**Raw records**
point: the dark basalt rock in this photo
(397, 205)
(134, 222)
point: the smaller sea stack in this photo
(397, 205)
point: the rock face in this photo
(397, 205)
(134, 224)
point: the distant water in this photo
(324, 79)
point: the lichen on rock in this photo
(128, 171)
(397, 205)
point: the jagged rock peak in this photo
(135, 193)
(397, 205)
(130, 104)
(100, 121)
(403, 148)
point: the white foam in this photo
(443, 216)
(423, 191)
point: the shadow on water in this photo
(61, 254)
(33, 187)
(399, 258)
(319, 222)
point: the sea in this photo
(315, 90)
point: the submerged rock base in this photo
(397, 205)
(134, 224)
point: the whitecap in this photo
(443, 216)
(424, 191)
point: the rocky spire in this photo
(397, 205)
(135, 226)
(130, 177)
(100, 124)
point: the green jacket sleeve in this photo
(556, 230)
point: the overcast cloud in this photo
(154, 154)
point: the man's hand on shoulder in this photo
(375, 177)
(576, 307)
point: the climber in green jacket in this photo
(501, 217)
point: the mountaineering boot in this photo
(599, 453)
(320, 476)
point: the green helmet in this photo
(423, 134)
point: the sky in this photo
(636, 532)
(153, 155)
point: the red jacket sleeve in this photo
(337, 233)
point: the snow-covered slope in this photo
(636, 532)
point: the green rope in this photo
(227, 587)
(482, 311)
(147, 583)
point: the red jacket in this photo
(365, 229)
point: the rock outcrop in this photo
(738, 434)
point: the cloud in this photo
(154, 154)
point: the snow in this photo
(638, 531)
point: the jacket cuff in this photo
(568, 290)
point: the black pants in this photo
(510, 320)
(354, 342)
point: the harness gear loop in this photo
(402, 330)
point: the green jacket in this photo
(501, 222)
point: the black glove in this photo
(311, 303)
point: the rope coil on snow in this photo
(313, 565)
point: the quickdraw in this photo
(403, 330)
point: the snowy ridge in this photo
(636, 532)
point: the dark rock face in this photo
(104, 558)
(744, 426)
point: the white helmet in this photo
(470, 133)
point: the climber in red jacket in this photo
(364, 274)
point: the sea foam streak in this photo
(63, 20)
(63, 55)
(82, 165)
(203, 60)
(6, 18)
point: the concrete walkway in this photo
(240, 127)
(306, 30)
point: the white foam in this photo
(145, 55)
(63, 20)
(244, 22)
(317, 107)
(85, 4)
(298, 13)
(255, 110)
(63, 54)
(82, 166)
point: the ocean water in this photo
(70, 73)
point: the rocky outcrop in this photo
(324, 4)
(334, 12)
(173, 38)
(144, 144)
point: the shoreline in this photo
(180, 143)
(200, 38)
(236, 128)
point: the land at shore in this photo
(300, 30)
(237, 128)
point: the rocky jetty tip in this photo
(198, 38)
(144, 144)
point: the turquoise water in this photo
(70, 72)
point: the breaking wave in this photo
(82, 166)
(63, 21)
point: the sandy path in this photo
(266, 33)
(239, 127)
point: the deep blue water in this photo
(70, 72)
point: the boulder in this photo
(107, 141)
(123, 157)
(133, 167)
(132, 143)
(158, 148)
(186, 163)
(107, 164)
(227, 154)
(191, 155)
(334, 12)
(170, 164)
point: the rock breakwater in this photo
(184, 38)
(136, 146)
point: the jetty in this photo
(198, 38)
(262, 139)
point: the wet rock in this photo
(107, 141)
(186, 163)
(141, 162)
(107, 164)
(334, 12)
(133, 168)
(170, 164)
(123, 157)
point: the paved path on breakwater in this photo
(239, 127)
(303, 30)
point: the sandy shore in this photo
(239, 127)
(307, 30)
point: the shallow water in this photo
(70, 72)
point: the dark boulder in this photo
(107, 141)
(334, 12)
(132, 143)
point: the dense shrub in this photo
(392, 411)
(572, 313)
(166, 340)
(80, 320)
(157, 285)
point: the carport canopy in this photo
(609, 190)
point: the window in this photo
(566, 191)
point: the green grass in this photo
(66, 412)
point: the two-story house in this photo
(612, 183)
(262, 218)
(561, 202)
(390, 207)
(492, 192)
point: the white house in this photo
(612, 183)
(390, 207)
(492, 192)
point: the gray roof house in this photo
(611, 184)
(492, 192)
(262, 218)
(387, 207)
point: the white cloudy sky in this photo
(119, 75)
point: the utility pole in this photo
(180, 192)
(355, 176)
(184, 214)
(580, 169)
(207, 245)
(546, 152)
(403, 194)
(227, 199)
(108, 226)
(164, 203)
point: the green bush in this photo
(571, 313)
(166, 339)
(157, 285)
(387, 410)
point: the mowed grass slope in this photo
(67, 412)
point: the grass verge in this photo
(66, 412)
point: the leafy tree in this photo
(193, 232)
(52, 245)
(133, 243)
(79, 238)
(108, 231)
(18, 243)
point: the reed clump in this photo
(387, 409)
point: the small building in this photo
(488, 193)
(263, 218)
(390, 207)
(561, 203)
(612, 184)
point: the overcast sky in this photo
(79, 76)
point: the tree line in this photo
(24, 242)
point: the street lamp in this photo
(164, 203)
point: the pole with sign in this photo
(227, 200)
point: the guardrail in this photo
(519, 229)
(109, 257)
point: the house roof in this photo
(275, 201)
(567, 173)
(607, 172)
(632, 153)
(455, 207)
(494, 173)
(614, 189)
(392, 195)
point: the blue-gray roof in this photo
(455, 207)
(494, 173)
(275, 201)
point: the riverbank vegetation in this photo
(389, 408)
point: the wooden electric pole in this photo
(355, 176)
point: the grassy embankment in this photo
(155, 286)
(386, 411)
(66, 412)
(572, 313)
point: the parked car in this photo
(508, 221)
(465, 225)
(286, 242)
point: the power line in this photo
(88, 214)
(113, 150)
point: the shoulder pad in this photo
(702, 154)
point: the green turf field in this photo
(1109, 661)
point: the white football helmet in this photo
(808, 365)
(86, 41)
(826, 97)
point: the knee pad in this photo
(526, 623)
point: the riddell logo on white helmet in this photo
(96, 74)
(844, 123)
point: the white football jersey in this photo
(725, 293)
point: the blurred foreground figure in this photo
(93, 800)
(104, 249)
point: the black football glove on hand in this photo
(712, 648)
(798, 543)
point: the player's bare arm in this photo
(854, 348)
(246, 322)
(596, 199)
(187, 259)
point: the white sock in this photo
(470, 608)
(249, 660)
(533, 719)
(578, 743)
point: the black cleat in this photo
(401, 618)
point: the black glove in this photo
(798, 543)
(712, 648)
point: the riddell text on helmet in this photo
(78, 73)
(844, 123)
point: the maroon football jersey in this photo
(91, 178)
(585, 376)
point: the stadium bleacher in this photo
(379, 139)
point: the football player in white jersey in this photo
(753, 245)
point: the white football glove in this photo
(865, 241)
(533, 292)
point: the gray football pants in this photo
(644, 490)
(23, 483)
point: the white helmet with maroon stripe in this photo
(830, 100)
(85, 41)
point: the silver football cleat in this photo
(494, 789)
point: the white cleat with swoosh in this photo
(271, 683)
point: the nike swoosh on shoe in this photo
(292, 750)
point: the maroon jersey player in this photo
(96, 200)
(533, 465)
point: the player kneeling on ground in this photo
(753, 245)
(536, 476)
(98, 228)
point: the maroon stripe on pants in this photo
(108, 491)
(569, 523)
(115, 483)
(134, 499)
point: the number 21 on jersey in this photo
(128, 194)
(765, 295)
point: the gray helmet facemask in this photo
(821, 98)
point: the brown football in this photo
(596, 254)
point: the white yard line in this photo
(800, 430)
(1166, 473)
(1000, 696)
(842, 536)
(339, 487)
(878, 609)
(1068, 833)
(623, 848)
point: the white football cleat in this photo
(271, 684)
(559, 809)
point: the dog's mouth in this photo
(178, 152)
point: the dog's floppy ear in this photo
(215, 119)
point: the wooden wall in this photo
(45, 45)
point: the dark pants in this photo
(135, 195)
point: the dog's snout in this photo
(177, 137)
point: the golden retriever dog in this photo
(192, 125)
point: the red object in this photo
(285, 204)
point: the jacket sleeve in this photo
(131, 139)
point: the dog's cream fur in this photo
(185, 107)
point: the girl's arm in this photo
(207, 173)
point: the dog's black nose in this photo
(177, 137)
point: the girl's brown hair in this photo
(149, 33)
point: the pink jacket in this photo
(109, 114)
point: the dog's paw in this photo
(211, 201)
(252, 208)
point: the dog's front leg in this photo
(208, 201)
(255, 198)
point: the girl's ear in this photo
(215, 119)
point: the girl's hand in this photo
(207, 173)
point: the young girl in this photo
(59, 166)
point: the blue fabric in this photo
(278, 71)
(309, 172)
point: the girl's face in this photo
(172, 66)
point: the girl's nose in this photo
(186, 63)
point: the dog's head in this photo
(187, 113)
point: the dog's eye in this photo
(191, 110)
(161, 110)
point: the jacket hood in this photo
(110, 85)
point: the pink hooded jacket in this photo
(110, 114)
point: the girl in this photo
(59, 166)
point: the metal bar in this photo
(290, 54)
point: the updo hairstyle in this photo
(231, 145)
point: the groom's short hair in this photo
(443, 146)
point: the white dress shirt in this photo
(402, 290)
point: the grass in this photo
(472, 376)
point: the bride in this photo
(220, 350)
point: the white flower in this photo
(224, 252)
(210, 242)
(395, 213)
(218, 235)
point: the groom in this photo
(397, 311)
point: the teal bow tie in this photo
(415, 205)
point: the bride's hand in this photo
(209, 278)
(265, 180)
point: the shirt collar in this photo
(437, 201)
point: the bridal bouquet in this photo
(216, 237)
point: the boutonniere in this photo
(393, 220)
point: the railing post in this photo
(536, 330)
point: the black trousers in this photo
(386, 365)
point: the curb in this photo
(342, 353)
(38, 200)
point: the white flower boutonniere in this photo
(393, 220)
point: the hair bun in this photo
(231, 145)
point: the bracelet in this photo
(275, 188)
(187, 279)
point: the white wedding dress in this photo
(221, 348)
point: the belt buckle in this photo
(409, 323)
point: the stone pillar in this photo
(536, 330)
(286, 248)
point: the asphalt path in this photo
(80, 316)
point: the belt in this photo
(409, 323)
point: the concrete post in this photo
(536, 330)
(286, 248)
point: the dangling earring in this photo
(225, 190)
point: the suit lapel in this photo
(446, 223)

**Short problem**
Copy each line exactly, from the line containing "point: the dog's cream fur in this photo" down to the last line of the material, and no other lines.

**Exercise solution**
point: the dog's cream fur in this photo
(185, 107)
point: the girl's arm in this photo
(207, 173)
point: the dog's black nose in this photo
(177, 137)
point: the girl's brown hair in this photo
(149, 33)
point: the pink jacket in this photo
(109, 114)
point: the dog's paw in this photo
(211, 201)
(252, 208)
point: the dog's front leg in this photo
(208, 201)
(255, 198)
point: the girl's ear in this photo
(215, 119)
point: the girl's hand in this photo
(207, 173)
point: the young girl in this photo
(59, 166)
point: the blue fabric in this photo
(278, 71)
(309, 172)
point: the girl's face in this photo
(172, 66)
point: the girl's nose in this photo
(186, 63)
point: the dog's head in this photo
(187, 113)
point: the dog's eye in this photo
(191, 110)
(161, 110)
point: the jacket hood in this photo
(110, 85)
point: the pink hooded jacket in this photo
(110, 114)
point: the girl in this photo
(59, 166)
point: the metal bar in this photo
(290, 54)
point: the updo hairstyle in this photo
(231, 145)
point: the groom's short hair in this photo
(443, 146)
point: the white dress shirt in this photo
(402, 290)
point: the grass in this photo
(472, 376)
point: the bride in this photo
(220, 350)
point: the white flower in this photo
(224, 252)
(210, 242)
(395, 213)
(218, 235)
point: the groom in this photo
(397, 311)
point: the teal bow tie in this photo
(415, 205)
point: the bride's hand in this photo
(209, 278)
(265, 180)
point: the shirt collar in this photo
(437, 201)
point: the bridal bouquet in this photo
(216, 237)
point: the boutonniere in this photo
(393, 220)
point: the railing post in this photo
(536, 330)
point: the black trousers in this photo
(386, 365)
point: the curb in this photo
(342, 353)
(38, 200)
point: the white flower boutonniere in this photo
(393, 220)
point: the hair bun in this photo
(231, 145)
point: the bracelet in this photo
(275, 188)
(187, 279)
point: the white wedding dress in this photo
(221, 348)
point: the belt buckle in this photo
(409, 323)
point: the stone pillar in this photo
(536, 330)
(286, 248)
point: the asphalt path in this photo
(80, 316)
point: the belt in this photo
(409, 323)
point: the concrete post in this photo
(536, 330)
(286, 248)
point: the dangling earring in this photo
(225, 190)
point: the suit lapel in this photo
(446, 223)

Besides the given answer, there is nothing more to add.